▸ EXERCISE PROMPT: Reproduce every line of the material below word for word, leaving out the pictures.

▸ DATA FOR THE TASK:
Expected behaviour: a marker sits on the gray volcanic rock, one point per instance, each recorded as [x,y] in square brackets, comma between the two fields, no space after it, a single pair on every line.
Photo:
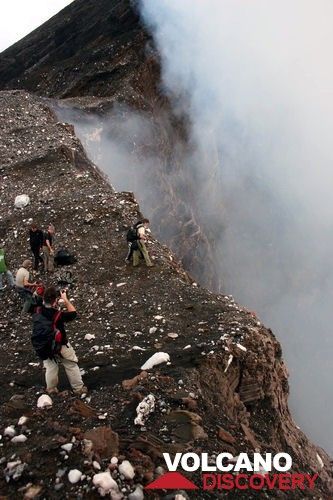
[97,54]
[225,389]
[90,48]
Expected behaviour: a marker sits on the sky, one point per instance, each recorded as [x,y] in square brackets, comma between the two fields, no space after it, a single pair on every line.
[20,17]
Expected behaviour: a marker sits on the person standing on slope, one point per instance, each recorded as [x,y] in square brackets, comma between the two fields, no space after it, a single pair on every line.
[36,243]
[50,342]
[4,271]
[48,249]
[142,249]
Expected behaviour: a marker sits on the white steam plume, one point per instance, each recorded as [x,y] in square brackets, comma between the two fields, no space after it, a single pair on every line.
[257,79]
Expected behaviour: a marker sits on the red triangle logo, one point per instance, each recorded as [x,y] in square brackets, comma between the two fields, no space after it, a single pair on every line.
[172,481]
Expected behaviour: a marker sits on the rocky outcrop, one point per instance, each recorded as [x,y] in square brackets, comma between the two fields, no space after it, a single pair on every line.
[94,55]
[226,385]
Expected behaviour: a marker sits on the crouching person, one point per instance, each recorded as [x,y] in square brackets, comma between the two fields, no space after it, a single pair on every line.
[50,342]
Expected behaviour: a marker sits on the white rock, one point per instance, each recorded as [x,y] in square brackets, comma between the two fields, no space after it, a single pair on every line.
[9,431]
[23,420]
[156,359]
[126,469]
[105,483]
[229,362]
[21,438]
[22,201]
[67,447]
[74,476]
[173,335]
[44,401]
[143,409]
[137,494]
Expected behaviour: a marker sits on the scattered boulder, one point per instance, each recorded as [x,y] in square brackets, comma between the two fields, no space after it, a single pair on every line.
[133,382]
[105,483]
[155,359]
[137,494]
[105,441]
[126,469]
[44,401]
[82,409]
[186,425]
[74,476]
[225,436]
[22,201]
[144,408]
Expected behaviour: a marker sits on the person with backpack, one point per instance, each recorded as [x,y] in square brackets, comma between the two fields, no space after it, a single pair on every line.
[4,271]
[48,249]
[36,243]
[24,286]
[142,249]
[50,342]
[132,241]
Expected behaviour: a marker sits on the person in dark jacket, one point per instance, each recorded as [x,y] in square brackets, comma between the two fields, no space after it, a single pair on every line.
[48,249]
[67,356]
[36,243]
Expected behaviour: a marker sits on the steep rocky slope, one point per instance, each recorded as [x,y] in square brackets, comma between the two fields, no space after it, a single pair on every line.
[206,400]
[94,55]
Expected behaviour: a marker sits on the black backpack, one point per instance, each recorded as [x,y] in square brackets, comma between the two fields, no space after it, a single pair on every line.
[63,257]
[45,338]
[132,233]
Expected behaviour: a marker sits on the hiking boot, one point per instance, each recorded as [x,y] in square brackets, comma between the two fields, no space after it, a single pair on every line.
[79,392]
[54,390]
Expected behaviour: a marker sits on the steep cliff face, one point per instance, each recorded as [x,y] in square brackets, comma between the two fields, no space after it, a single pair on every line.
[95,55]
[226,386]
[91,57]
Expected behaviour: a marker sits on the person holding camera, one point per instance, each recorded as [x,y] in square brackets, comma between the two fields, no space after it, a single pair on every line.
[49,331]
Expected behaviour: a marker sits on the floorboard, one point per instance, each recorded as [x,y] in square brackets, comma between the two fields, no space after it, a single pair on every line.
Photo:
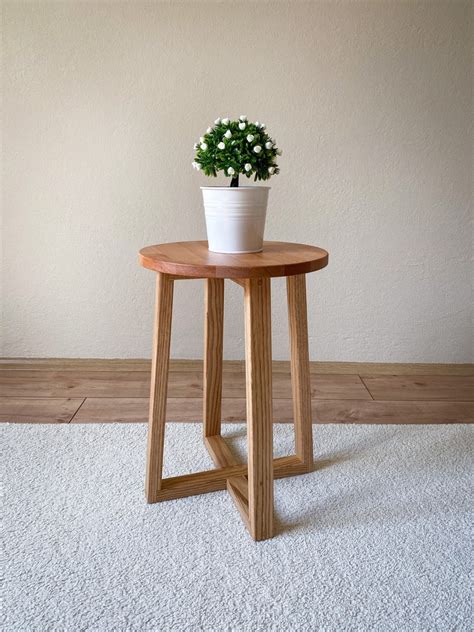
[41,411]
[106,410]
[105,391]
[80,383]
[420,387]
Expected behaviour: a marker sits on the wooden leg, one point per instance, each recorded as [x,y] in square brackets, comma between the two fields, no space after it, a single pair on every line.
[159,386]
[300,378]
[258,359]
[213,341]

▸ THE ANSWER:
Expected behaviour: a marker sits on the gray volcanic rock, one point per instance, each recorded as [x,y] in square brackets, comma between the two fields, no space after it, a single pair on every line.
Photo:
[97,54]
[225,389]
[90,48]
Expected behaviour: a marker sits on the sky, one point per instance, each recorded as [x,y] in square brackets, comma between the two fields, no space after it, a single pair on every line.
[20,17]
Expected behaviour: a marker sits on the person standing on slope, one point per instance, each recorded as [x,y] in square brackets, comma between the two fields, no space after it, a single pair on every line.
[36,243]
[50,342]
[4,271]
[48,249]
[142,249]
Expected behaviour: a marker sits on the white steam plume, one point per instance, each recorded as [x,y] in square brackets, comma between the two fields, no space after it, a single pair on every line.
[257,79]
Expected behaviour: a marker sits on the red triangle logo, one point per instance, each recorded as [x,y] in square brackets, comma between the two fields, no space after it, a single pair on every line.
[172,481]
Expected behaviour: a marker sits on the rocky outcrop, one point per instance, each recorded as [x,y] in square brackets, comma between the two fields, no space after it, a single pair on every line.
[94,55]
[226,385]
Expected behaviour: a marker sits on the crouching person, one point per instance, each recorded as [x,y] in square brackets, comma between the two fields, no space after it, a single pair on every line.
[50,342]
Expected behaviour: a marker sits on the white rock, one point per instance, each recorded as [x,y] in square brackets, comma between the two fields, no space after it, a single pair on every line.
[9,431]
[23,420]
[156,359]
[126,469]
[105,483]
[229,362]
[21,438]
[22,201]
[67,447]
[74,476]
[173,335]
[44,401]
[143,409]
[137,494]
Expected behaviour: a marker sits on the scattered boulder, one point per instance, each recorded as [x,y] in square brackets, comma between the two fields, no space after it, a single pair on every line.
[133,382]
[105,483]
[155,359]
[137,494]
[105,441]
[126,469]
[44,401]
[82,409]
[186,425]
[74,476]
[225,436]
[22,201]
[144,408]
Expected behaviour: a marker sits on the person with backpack, one point per instance, each recorded as [x,y] in square brackets, comma between the two fields, no space after it, a single pair on every line.
[4,271]
[48,249]
[36,243]
[24,286]
[142,249]
[50,342]
[132,241]
Expected behaviour: a marker sits on the person in dark jacket, one point per instance, each recorded as [x,y] in square brackets, comma between the two fields, no space after it, a single pair on every line.
[48,249]
[67,356]
[36,243]
Expected behaviour: a marker sits on the steep rocky slope, one point per instance, each recorded as [x,y] in square brackets, comma between the two fields, no space after it, a single pair on every line.
[206,400]
[94,55]
Expected behaviour: a marker sits on the black backpack, one point per instance, each recorded as [x,y] in square brackets, comma between the two fields, no space after it, a single pair on every line.
[63,257]
[45,338]
[132,233]
Expected behaviour: a marker sits on the hiking boot, one point per instance, each recorded as [x,y] in square brackets, comma between the two fields, no space after it, a single pair on every line.
[79,392]
[54,390]
Expected behaviour: a marker sits on the steep cliff face, one point per instance, each recorded as [x,y] in square brackets, comma between the two fields, no space after it, a single pair on every line.
[95,55]
[226,386]
[91,57]
Expected behaviour: a marker sits on the person holding camera, one point per instance, each recorded as [x,y] in square brackets, comma between the two fields, no space after it, a single pair on every line.
[49,331]
Expected behaviour: a marker sits on the floorboard, one point per instance, each recorded as [x,y] in square brackets, comma between the two fields, no space after it, a single pair on every line.
Photo:
[41,411]
[106,410]
[105,391]
[80,383]
[420,387]
Expected behaviour: a marker sits on the wooden leg, one point per instance, each recorded as [x,y] in square brackets, comma between the two fields, no space after it, a single pair on every line.
[159,386]
[300,378]
[258,359]
[213,341]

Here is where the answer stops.